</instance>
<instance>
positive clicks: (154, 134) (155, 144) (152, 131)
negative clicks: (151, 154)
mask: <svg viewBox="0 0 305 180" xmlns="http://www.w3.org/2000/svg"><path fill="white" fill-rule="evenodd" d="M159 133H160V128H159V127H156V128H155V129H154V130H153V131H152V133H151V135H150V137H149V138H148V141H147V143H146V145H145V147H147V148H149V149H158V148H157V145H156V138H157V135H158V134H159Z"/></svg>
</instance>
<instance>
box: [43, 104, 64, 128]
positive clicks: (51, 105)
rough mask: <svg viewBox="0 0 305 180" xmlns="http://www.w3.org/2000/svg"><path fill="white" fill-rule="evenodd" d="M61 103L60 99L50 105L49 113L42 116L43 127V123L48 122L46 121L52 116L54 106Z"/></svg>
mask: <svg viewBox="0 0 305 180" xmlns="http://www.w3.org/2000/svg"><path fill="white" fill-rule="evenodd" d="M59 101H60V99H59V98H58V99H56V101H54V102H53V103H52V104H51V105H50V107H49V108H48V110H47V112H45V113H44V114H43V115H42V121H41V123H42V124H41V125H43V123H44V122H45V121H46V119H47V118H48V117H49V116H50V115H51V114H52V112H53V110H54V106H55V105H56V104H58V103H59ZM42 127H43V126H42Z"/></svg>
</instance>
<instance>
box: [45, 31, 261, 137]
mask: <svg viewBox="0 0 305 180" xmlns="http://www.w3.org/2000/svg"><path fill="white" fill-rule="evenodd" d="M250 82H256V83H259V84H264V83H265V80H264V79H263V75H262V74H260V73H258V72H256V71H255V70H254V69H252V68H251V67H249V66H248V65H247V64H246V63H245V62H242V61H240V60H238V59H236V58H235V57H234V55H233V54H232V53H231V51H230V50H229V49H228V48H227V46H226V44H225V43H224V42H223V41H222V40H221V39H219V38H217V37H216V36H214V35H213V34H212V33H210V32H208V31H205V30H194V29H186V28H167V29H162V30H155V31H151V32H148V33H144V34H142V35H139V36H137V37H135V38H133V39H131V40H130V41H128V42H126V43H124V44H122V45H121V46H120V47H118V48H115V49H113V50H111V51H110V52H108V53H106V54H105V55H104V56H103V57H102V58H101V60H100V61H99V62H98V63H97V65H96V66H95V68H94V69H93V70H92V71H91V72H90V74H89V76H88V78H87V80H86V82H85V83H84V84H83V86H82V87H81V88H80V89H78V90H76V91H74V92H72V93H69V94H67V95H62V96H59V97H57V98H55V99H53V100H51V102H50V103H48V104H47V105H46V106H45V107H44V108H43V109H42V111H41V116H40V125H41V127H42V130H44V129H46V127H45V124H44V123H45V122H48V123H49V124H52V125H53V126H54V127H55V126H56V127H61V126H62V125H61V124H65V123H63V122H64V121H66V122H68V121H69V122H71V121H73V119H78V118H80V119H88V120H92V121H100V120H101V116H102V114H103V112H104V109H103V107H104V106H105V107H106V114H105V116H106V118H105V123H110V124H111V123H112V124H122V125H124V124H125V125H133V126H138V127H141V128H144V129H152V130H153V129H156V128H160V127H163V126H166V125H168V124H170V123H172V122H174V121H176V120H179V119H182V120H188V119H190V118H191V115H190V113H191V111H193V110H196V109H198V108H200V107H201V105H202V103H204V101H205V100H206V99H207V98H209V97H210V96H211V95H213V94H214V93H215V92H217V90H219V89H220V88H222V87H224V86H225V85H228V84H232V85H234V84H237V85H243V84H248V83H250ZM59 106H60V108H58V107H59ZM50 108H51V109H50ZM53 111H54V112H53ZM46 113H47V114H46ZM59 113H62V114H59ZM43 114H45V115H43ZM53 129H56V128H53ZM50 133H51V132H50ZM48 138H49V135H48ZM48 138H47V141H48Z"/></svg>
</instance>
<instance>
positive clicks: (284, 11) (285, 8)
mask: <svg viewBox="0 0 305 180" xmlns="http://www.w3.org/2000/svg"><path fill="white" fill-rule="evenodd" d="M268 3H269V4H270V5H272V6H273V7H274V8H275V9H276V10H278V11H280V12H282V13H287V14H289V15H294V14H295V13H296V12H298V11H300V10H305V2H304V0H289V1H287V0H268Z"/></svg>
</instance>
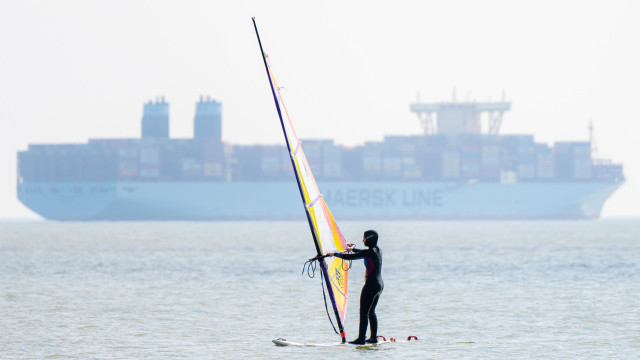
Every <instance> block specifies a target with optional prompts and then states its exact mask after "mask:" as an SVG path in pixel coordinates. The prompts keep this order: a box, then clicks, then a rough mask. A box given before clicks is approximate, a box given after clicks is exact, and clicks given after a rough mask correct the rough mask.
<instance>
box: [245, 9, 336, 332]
mask: <svg viewBox="0 0 640 360" xmlns="http://www.w3.org/2000/svg"><path fill="white" fill-rule="evenodd" d="M253 22H254V28H255V30H256V36H257V37H258V43H259V45H260V51H261V52H262V57H263V60H264V65H265V68H266V70H267V75H268V77H269V83H270V85H271V91H272V94H273V97H274V101H275V103H276V104H275V105H276V109H277V111H278V117H279V118H280V123H281V126H282V130H283V132H284V136H285V139H286V142H287V148H288V149H289V153H290V156H291V160H292V161H291V163H292V164H293V167H294V172H295V174H296V180H297V182H298V186H299V190H300V195H301V197H302V200H303V203H304V206H305V211H306V212H307V215H308V221H309V226H310V229H311V232H312V234H313V239H314V241H315V242H316V249H317V251H318V255H319V256H320V255H323V254H325V253H326V252H329V251H334V252H338V251H342V250H344V249H346V243H345V240H344V236H343V235H342V233H341V232H340V229H339V228H338V226H337V224H336V222H335V220H334V219H333V216H332V215H331V212H330V211H329V208H328V207H327V204H326V203H325V202H324V199H323V198H322V194H321V193H320V190H319V189H318V185H317V183H316V181H315V179H314V177H313V173H312V172H311V168H310V167H309V163H308V161H307V158H306V156H305V154H304V151H303V150H302V143H301V142H300V139H298V136H297V135H296V132H295V130H294V128H293V124H292V122H291V118H290V116H289V113H288V111H287V108H286V107H285V105H284V101H283V99H282V94H281V92H280V89H281V88H280V87H279V86H278V84H277V82H276V80H275V77H274V75H273V71H272V70H271V66H270V65H269V62H268V61H267V56H266V54H265V53H264V50H263V49H262V43H261V41H260V36H259V35H258V27H257V25H256V24H255V19H254V21H253ZM283 115H284V116H283ZM319 261H321V262H322V264H321V265H322V266H321V269H322V271H323V274H324V275H325V278H324V280H326V284H327V287H328V291H329V295H330V298H331V300H332V303H333V305H334V310H335V313H336V316H337V318H338V327H339V329H340V333H339V334H340V336H341V337H342V342H345V333H344V327H343V325H342V324H343V322H344V317H345V312H346V309H347V295H346V294H347V280H348V272H347V270H345V269H344V263H343V261H342V259H332V258H319Z"/></svg>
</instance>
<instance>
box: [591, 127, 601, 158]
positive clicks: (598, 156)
mask: <svg viewBox="0 0 640 360" xmlns="http://www.w3.org/2000/svg"><path fill="white" fill-rule="evenodd" d="M589 143H590V144H591V158H592V159H594V160H598V158H599V157H600V156H599V155H598V145H596V137H595V134H594V131H593V119H592V120H590V121H589Z"/></svg>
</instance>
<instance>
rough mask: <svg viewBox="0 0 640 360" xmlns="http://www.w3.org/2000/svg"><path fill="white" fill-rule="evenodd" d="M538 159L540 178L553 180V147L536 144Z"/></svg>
mask: <svg viewBox="0 0 640 360" xmlns="http://www.w3.org/2000/svg"><path fill="white" fill-rule="evenodd" d="M536 160H537V163H536V165H537V170H538V173H537V175H538V179H539V180H551V179H553V178H554V171H553V169H554V168H553V149H551V148H550V147H548V146H547V145H543V144H539V145H538V146H536Z"/></svg>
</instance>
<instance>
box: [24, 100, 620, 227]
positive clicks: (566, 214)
mask: <svg viewBox="0 0 640 360" xmlns="http://www.w3.org/2000/svg"><path fill="white" fill-rule="evenodd" d="M510 108H511V104H510V103H509V102H506V101H504V100H503V101H498V102H484V103H482V102H480V103H478V102H456V101H451V102H437V103H422V102H416V103H413V104H410V111H412V112H414V113H415V114H417V116H418V119H419V121H420V123H421V125H422V127H423V129H424V134H420V135H409V136H386V137H384V139H383V141H371V142H365V143H364V144H362V145H359V146H355V147H347V146H341V145H339V144H336V143H334V141H333V140H331V139H309V140H303V147H304V150H305V154H306V155H307V158H308V161H309V165H310V166H311V168H312V170H313V173H314V174H315V177H316V180H317V182H318V184H319V187H320V190H321V191H322V193H323V196H324V198H325V201H326V202H327V204H328V205H329V206H330V208H331V209H332V211H333V214H334V216H335V217H336V218H339V219H369V220H371V219H378V220H394V219H425V220H426V219H595V218H599V216H600V213H601V210H602V207H603V205H604V203H605V202H606V200H607V199H608V198H609V197H610V196H611V195H612V194H613V193H614V192H615V191H616V190H617V189H618V188H619V187H620V186H621V185H622V184H623V183H624V180H625V178H624V174H623V168H622V165H621V164H616V163H613V162H611V161H609V160H602V159H598V158H597V156H594V145H595V143H594V142H593V139H592V137H591V138H590V139H589V140H588V141H583V142H555V143H554V144H553V145H550V144H546V143H539V142H535V141H534V137H533V135H501V134H499V130H500V125H501V123H502V118H503V116H504V113H505V112H507V111H508V110H510ZM193 125H194V136H193V138H190V139H172V138H170V137H169V104H168V103H167V102H166V101H165V100H164V98H157V99H156V100H155V101H150V102H148V103H146V104H144V107H143V116H142V136H141V138H135V139H91V140H89V141H88V142H87V143H82V144H30V145H29V146H28V149H27V150H25V151H19V152H18V154H17V157H18V172H17V174H18V176H17V194H18V198H19V199H20V201H21V202H22V203H23V204H24V205H25V206H27V207H28V208H29V209H31V210H32V211H34V212H35V213H37V214H39V215H40V216H42V217H44V218H46V219H52V220H61V221H94V220H107V221H109V220H132V221H133V220H136V221H140V220H154V221H155V220H302V219H303V217H304V216H303V215H301V212H300V206H302V204H301V202H300V196H299V193H298V188H297V185H296V181H295V178H294V175H293V173H292V171H291V168H290V167H291V161H290V158H289V154H288V152H287V150H286V146H285V145H284V141H283V144H282V145H234V144H229V143H226V142H223V141H222V137H221V133H222V104H221V103H220V102H218V101H216V100H213V99H211V98H210V97H206V98H205V97H201V98H200V100H199V101H198V102H197V103H196V113H195V117H194V124H193ZM274 126H277V123H274Z"/></svg>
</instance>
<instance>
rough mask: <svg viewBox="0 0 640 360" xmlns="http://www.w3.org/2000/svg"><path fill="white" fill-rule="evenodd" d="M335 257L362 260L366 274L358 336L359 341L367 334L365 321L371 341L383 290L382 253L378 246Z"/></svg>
mask: <svg viewBox="0 0 640 360" xmlns="http://www.w3.org/2000/svg"><path fill="white" fill-rule="evenodd" d="M336 256H337V257H339V258H341V259H345V260H356V259H364V266H365V267H366V272H365V274H364V286H363V287H362V293H361V294H360V329H359V330H360V334H359V335H358V338H359V339H364V338H365V334H366V333H367V320H369V323H370V324H371V334H370V335H371V337H370V338H371V339H375V338H376V337H377V335H378V318H377V317H376V305H378V299H379V298H380V294H381V293H382V289H384V282H383V281H382V274H381V271H382V251H381V250H380V248H379V247H378V246H374V247H371V248H367V249H364V250H360V249H353V254H345V253H337V254H336Z"/></svg>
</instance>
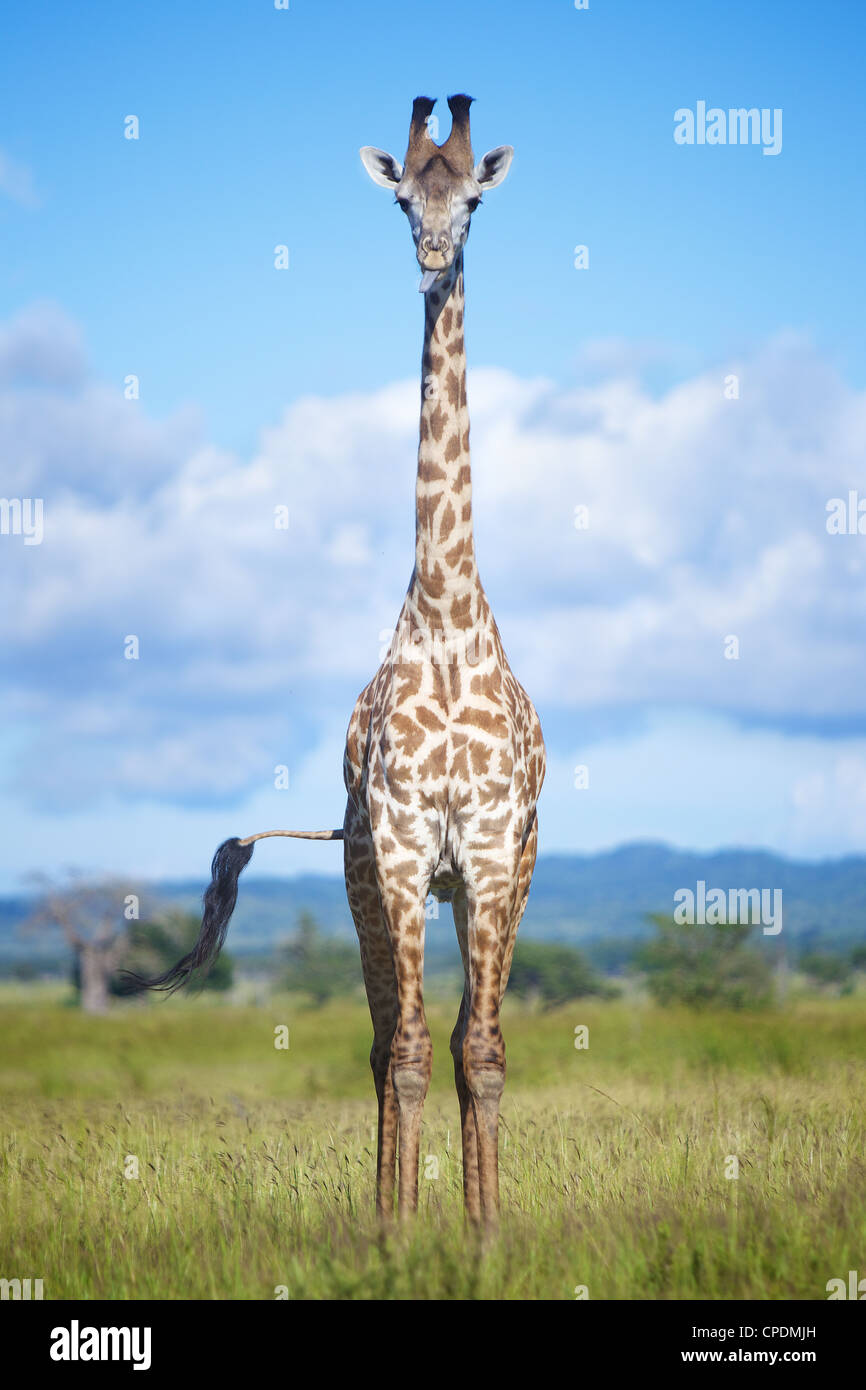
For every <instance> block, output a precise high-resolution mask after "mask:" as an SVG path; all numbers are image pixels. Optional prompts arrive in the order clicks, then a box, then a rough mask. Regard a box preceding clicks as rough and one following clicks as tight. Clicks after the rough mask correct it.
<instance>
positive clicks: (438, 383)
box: [343, 96, 545, 1227]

++++++++++++++++++++

Extract exactly and only the lines above from the line containing "positive clicks: (598, 156)" through the line containing "box: [24, 100, 620, 227]", both end lines included.

positive clicks: (598, 156)
mask: <svg viewBox="0 0 640 360" xmlns="http://www.w3.org/2000/svg"><path fill="white" fill-rule="evenodd" d="M589 143H590V144H591V158H592V159H594V160H598V158H599V157H600V156H599V155H598V145H596V137H595V134H594V131H593V119H592V120H590V121H589Z"/></svg>
</instance>
<instance>
rough mask: <svg viewBox="0 0 640 360" xmlns="http://www.w3.org/2000/svg"><path fill="white" fill-rule="evenodd" d="M538 159L540 178L553 180V147L536 144Z"/></svg>
mask: <svg viewBox="0 0 640 360" xmlns="http://www.w3.org/2000/svg"><path fill="white" fill-rule="evenodd" d="M536 160H537V163H536V165H537V170H538V173H537V175H538V179H539V180H551V179H553V178H554V171H553V169H554V168H553V149H551V148H550V147H548V146H547V145H543V144H539V145H538V146H536Z"/></svg>
</instance>
<instance>
box: [24, 100, 620, 227]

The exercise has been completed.